** start **

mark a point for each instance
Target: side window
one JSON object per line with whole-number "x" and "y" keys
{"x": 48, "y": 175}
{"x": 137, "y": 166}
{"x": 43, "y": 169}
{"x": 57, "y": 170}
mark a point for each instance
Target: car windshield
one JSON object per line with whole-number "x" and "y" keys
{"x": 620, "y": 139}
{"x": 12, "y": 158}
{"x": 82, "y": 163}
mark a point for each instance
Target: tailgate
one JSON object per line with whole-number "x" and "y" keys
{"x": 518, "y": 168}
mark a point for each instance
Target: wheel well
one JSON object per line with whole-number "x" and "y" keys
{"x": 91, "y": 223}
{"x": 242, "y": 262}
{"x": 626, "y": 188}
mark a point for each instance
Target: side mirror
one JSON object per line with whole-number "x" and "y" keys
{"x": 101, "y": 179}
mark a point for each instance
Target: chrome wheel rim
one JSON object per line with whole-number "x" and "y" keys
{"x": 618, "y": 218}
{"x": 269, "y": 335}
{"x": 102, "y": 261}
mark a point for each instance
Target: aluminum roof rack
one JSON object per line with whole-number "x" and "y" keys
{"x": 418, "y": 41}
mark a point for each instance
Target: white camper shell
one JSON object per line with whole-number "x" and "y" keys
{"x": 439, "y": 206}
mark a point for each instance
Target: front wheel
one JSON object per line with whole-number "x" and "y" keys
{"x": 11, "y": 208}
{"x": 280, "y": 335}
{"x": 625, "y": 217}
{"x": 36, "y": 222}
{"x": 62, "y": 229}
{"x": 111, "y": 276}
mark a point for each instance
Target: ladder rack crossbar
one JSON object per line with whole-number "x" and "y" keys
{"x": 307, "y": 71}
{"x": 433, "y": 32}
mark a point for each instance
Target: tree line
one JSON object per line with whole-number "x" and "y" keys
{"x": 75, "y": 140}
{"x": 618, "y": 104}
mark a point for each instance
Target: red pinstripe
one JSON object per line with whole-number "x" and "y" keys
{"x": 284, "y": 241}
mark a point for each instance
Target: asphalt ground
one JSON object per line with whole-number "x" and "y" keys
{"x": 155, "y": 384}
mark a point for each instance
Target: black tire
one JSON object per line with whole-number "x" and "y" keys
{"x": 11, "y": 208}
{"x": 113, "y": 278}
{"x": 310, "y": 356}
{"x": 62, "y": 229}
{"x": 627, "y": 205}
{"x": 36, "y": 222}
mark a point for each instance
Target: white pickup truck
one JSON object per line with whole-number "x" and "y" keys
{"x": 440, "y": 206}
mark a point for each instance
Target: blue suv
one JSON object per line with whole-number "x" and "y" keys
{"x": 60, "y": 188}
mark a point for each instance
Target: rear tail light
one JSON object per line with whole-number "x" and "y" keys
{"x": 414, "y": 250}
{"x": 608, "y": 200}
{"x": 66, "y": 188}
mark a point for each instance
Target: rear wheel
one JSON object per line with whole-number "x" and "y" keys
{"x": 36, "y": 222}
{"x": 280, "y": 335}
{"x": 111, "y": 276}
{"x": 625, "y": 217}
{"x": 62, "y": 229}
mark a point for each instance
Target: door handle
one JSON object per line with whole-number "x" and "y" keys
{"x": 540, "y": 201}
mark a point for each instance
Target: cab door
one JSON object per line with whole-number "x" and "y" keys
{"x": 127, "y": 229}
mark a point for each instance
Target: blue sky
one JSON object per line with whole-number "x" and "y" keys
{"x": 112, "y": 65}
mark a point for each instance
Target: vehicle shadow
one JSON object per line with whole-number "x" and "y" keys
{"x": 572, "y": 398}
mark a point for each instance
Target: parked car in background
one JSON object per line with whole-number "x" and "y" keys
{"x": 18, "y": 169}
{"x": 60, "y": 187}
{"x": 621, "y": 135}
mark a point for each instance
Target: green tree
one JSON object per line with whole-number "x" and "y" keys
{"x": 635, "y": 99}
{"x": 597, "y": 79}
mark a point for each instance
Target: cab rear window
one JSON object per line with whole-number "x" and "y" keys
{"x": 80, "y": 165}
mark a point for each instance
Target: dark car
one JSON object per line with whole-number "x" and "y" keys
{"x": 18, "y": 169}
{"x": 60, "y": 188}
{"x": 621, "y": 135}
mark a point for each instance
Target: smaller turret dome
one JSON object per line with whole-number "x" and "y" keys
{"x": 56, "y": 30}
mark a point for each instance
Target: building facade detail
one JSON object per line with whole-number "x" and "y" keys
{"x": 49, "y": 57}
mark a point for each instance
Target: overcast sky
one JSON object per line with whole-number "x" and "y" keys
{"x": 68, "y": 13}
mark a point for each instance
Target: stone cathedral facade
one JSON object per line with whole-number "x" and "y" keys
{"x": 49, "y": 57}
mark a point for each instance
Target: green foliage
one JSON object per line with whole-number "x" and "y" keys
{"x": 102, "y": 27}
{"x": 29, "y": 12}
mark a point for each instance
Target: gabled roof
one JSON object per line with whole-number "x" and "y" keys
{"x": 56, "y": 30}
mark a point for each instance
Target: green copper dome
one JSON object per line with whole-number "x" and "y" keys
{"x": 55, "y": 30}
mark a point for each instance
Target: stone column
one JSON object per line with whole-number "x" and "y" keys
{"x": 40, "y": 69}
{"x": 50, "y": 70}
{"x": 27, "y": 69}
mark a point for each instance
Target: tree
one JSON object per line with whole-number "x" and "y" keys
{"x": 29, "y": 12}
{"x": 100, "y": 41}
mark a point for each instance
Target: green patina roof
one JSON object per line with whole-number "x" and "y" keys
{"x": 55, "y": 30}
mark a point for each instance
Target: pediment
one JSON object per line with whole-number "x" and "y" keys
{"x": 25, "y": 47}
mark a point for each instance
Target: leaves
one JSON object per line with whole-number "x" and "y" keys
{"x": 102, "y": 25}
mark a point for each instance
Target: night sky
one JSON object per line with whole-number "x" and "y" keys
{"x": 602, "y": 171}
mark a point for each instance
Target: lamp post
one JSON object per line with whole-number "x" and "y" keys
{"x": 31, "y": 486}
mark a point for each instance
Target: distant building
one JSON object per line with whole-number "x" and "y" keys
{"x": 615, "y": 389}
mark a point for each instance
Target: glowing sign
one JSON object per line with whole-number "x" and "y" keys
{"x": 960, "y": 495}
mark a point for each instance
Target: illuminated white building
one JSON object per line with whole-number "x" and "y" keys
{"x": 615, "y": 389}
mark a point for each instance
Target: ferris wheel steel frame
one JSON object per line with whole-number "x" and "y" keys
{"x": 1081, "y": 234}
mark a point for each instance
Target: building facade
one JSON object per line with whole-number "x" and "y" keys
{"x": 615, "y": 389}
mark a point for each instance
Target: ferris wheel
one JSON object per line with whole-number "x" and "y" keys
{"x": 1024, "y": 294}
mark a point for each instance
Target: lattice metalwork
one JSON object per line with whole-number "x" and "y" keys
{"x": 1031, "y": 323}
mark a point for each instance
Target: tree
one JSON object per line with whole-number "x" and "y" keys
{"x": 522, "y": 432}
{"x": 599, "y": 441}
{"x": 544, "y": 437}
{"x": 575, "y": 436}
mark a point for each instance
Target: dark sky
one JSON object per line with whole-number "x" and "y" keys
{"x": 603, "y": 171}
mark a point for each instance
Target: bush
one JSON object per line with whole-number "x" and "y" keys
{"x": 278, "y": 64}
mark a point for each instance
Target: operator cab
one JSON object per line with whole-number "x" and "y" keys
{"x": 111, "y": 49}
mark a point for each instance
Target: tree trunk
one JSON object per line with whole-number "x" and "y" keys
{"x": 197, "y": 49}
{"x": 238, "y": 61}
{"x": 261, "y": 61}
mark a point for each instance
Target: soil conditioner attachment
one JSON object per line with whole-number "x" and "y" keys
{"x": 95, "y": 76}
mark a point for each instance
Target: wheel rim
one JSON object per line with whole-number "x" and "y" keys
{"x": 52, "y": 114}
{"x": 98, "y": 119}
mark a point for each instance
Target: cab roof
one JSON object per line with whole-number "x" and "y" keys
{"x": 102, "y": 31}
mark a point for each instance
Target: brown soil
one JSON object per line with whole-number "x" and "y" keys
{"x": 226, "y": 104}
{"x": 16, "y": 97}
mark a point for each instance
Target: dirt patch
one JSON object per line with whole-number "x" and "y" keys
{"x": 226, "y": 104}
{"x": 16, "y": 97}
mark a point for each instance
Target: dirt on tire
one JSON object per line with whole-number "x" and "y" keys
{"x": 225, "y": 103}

** end **

__TASK STATEMENT__.
Tally the lines in the listing that contain the word "tire" and give only that number.

__ANSWER TO THIS EXERCISE__.
2